▶ Task list
1. Answer these questions about the post on the upside to breakups, one line each, marked (a), (b), (c):
(a) What date is given at the top of the post?
(b) What name does the writer use for the partner in her own relationship?
(c) How many upsides to walking away does the writer say she will cover this week?
2. Reproduce word for word the passage of the post on the upside to breakups that begins at the words "The Upside to" and stops after "The American.  However...".
3. Write the next part of the post on the upside to breakups, starting after its final sentence.

▶ Selected text
+===+
Wednesday 12 March 2014

The Upside to Breakups

“Let’s start with this statistic: You are delicious. Be brave, my sweet. I know you can get lonely. I know you can crave companionship and sex and love so badly that it physically hurts. But I truly believe that the only way you can find out that there’s something better out there is to first believe there’s something better out there. What other choice is there?” 
― Greg BehrendtHe's Just Not That Into You




First I would like to acknowledge that I personally am in a very healthy and happy relationship with The American.  However...
Lately I have been feeling the anxiety of all my lady friends.  The anxiety that comes from sticking it out with a man who makes you miserable.  These feelings are all too familiar to me and therefore I have decided to write this week about three fabulous upsides to walking away from your misery….or should I just say it getting rid of your man.
+===+
▶ Given information

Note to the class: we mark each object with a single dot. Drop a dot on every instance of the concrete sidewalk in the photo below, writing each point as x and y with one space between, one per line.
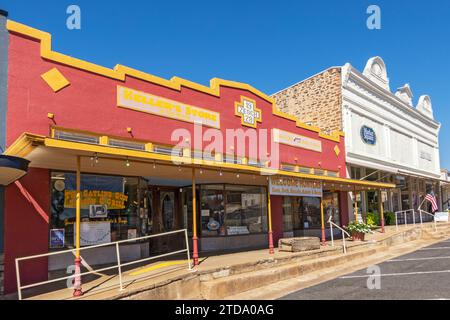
+===+
▶ Exercise results
1.
(a) Wednesday 12 March 2014
(b) The American
(c) Three

2.
The Upside to Breakups

“Let’s start with this statistic: You are delicious. Be brave, my sweet. I know you can get lonely. I know you can crave companionship and sex and love so badly that it physically hurts. But I truly believe that the only way you can find out that there’s something better out there is to first believe there’s something better out there. What other choice is there?” 
― Greg BehrendtHe's Just Not That Into You




First I would like to acknowledge that I personally am in a very healthy and happy relationship with The American.  However...

3.
1)      So long everyday heart ache! I can’t tell you that break ups initially feel very good.  In fact, the opposite is true.  But, I can tell you that after the initial sting is over you will realize that sun shines a little brighter since your ex is gone.  In fact you will feel a little lighter! What is that?? That old ball and chain that was weighing you down is gone?  Congratulations you just lost (insert your Mr. X’s weight here) pounds! You have never looked better!  I can’t tell you what kind of life you are going to have post break up because I am not psychic.  However, I can tell you that you will not be miserable every day.  I can tell you that you will not have useless fights over trivial shit every day.  Lastly I can tell you that you won’t wake up anxious to the drama of the day.  You will just wake up, and you know what?  It will be a brand new day.  It will be full of potential and it will be yours.  After my last most recent break up I was recapping with a co-worker and she said this to me “Be thankful you did not marry him.”  She was completely right.  See the end is not always a bad thing!  In fact shortly after the end you will realize THANK GOODNESS you did not spend another second of your life with the person who made you unhappy every day.  The person who made you want to be single.  The person who annoyed you to no end and took you for granted.  The person who made you question your self worth and feel sub par everyday.  Quit making yourself miserable.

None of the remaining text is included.